--- START OF Exercise inputs ---
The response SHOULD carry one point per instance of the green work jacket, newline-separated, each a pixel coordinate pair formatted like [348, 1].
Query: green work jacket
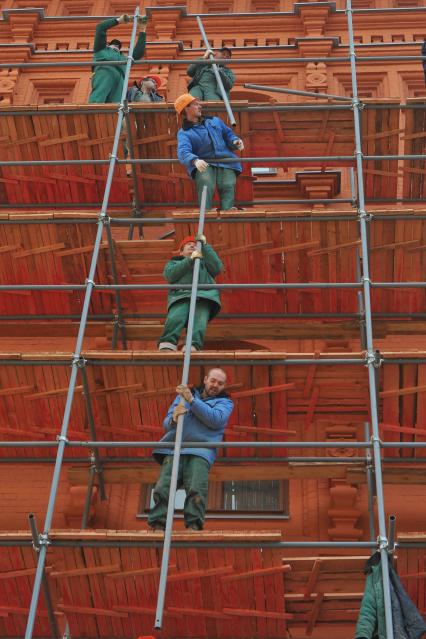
[102, 53]
[179, 271]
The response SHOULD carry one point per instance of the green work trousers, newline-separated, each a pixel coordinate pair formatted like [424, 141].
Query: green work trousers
[193, 476]
[107, 85]
[223, 179]
[177, 319]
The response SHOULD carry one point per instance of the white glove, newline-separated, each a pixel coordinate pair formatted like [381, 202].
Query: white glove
[200, 165]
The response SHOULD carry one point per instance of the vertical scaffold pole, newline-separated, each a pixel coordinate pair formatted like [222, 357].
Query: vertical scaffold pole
[179, 429]
[90, 284]
[371, 359]
[217, 75]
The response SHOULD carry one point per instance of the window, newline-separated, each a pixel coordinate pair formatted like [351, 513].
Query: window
[228, 499]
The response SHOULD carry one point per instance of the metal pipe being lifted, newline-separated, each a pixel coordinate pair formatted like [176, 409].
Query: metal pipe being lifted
[179, 427]
[62, 439]
[371, 359]
[217, 74]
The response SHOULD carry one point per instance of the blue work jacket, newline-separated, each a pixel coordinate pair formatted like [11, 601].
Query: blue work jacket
[205, 421]
[195, 141]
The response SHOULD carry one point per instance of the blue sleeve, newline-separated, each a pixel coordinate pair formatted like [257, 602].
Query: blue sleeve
[185, 153]
[214, 417]
[228, 135]
[168, 418]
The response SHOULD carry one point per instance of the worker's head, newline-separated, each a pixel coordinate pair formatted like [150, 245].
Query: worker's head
[223, 54]
[151, 82]
[188, 106]
[187, 246]
[115, 44]
[214, 382]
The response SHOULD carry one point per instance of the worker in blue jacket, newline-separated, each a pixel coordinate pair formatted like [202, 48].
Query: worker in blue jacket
[208, 138]
[206, 412]
[107, 81]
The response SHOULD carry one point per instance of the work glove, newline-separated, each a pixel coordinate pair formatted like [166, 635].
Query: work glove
[200, 165]
[185, 392]
[179, 410]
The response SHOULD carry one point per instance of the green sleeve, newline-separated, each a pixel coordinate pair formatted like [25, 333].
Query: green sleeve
[100, 34]
[140, 46]
[212, 261]
[227, 77]
[174, 269]
[192, 69]
[367, 620]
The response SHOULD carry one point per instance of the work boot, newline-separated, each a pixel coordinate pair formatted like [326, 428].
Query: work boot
[194, 349]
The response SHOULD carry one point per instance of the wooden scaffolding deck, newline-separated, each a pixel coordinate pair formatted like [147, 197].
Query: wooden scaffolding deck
[85, 132]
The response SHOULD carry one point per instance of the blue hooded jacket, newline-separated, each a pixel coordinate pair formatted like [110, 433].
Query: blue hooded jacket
[195, 141]
[205, 421]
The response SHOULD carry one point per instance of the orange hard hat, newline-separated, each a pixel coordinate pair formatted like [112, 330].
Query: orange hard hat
[182, 101]
[186, 240]
[154, 78]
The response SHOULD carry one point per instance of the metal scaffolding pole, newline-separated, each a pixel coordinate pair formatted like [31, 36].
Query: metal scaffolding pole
[217, 74]
[371, 355]
[131, 152]
[120, 321]
[370, 483]
[45, 584]
[179, 427]
[308, 94]
[96, 461]
[62, 438]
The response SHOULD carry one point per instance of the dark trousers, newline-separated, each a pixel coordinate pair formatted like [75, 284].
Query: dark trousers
[193, 476]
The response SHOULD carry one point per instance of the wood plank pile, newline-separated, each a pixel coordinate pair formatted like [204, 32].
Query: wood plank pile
[212, 592]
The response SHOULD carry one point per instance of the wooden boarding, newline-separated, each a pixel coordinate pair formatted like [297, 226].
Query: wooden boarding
[89, 135]
[414, 173]
[82, 587]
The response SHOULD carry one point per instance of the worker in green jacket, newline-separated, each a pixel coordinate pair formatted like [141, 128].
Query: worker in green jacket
[203, 84]
[107, 81]
[179, 270]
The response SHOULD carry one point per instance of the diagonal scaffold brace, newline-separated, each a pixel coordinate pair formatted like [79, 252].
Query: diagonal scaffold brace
[179, 429]
[217, 75]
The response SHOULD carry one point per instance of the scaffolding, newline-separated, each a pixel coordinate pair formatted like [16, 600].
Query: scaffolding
[372, 446]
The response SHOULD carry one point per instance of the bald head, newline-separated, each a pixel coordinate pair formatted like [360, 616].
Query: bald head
[214, 382]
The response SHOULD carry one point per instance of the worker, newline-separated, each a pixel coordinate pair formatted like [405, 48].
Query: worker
[145, 90]
[107, 81]
[206, 412]
[208, 138]
[204, 84]
[179, 270]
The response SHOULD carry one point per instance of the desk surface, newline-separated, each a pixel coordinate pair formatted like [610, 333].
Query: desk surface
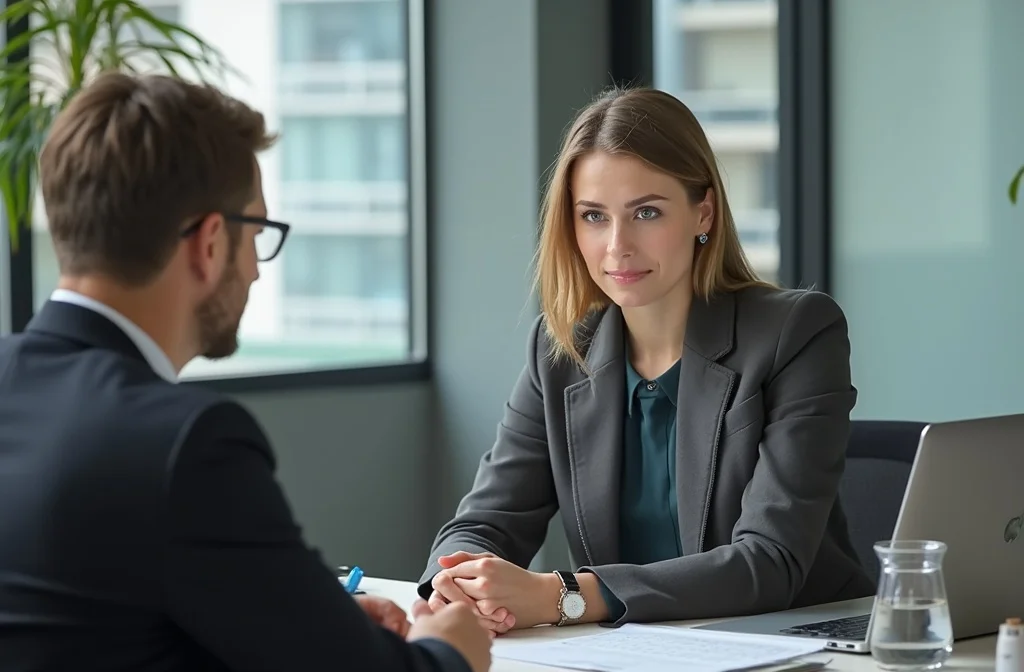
--- END OF Exercise inputs ---
What the task requires >> Add 87 to every answer coordinate in the listing, starting with the line that contains "The response SHOULD carry one point per instance of the diagonal" and going on through the end of the listing, and write all those lines out again with the requests included. Keep the sample coordinates inside the requests as they are, and leave the pictures out.

Result below >>
The response SHOULD carry one point per instance of the diagonal scaffold brace, newline-separated, each a pixel coordinate pair formatted like [79, 252].
Query: diagonal scaffold brace
[266, 516]
[304, 162]
The response SHOULD carry one point per instance of the scaffolding, newline-separated, each a pixel coordinate pair formatted like [16, 600].
Query: scaffolding
[459, 533]
The response SHOULD carry one point per instance of the bald head, newline-separated, each a pixel coordinate pair formatted like [360, 616].
Query: bald head
[301, 469]
The response SHOULD carry one point per instance of the worker, newline-separated, each a pixel coordinate pair formatted like [405, 48].
Query: worker
[232, 177]
[194, 168]
[293, 499]
[295, 225]
[291, 171]
[266, 357]
The response SHOULD carry one point per instance of the desk surface, newline-separated, each a pixel coordinate pair formatted like [610, 333].
Query: desk surface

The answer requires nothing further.